#### [Data section]
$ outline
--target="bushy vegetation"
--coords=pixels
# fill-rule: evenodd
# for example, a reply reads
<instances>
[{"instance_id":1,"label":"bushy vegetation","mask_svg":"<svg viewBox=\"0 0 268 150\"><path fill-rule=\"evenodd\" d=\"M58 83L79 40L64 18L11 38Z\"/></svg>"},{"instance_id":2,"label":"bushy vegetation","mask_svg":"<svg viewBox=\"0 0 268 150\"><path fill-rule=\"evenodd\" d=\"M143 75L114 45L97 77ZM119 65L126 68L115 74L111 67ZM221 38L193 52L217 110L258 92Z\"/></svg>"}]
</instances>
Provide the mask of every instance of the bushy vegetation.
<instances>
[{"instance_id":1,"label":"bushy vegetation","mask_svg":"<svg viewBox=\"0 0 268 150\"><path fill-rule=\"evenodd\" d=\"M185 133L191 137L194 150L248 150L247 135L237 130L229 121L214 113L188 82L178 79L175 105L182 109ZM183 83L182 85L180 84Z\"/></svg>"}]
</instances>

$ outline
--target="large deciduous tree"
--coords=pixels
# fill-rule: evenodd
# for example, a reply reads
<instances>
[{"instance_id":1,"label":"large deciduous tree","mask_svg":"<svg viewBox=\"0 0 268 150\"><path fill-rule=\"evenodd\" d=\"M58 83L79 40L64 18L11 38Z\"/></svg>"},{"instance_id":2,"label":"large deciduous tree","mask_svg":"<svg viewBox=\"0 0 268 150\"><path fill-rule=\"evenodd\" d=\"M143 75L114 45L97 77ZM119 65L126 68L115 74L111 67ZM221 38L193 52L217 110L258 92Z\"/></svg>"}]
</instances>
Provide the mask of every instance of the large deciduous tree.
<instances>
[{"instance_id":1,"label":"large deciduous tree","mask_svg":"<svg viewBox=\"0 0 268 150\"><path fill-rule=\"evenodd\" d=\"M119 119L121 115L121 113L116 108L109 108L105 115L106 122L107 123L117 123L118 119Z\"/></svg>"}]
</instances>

#### [Your goal]
Return every line of the data above, character for character, with nothing added or left out.

#### [Output]
$ outline
--target="bushy vegetation"
--coords=pixels
# fill-rule: evenodd
# for example, a reply reads
<instances>
[{"instance_id":1,"label":"bushy vegetation","mask_svg":"<svg viewBox=\"0 0 268 150\"><path fill-rule=\"evenodd\" d=\"M58 83L79 40L64 18L11 38Z\"/></svg>"},{"instance_id":2,"label":"bushy vegetation","mask_svg":"<svg viewBox=\"0 0 268 150\"><path fill-rule=\"evenodd\" d=\"M143 75L114 45L97 77ZM119 65L126 68L115 74L111 67ZM221 38L193 52L217 110L258 92Z\"/></svg>"}]
</instances>
Provide the mask of every instance of the bushy vegetation.
<instances>
[{"instance_id":1,"label":"bushy vegetation","mask_svg":"<svg viewBox=\"0 0 268 150\"><path fill-rule=\"evenodd\" d=\"M185 133L191 137L194 150L248 150L247 135L237 130L229 121L214 113L188 82L178 79L175 105L182 109ZM183 83L182 85L180 84Z\"/></svg>"}]
</instances>

$ outline
--target="large deciduous tree"
--coords=pixels
# fill-rule: evenodd
# for example, a reply reads
<instances>
[{"instance_id":1,"label":"large deciduous tree","mask_svg":"<svg viewBox=\"0 0 268 150\"><path fill-rule=\"evenodd\" d=\"M58 83L79 40L64 18L11 38Z\"/></svg>"},{"instance_id":2,"label":"large deciduous tree","mask_svg":"<svg viewBox=\"0 0 268 150\"><path fill-rule=\"evenodd\" d=\"M143 75L114 45L97 77ZM119 65L126 68L115 74L111 67ZM221 38L193 52L217 110L258 92Z\"/></svg>"}]
</instances>
Provide the mask of every instance of the large deciduous tree.
<instances>
[{"instance_id":1,"label":"large deciduous tree","mask_svg":"<svg viewBox=\"0 0 268 150\"><path fill-rule=\"evenodd\" d=\"M119 119L121 115L121 113L116 108L109 108L105 115L106 122L107 123L117 123L118 119Z\"/></svg>"}]
</instances>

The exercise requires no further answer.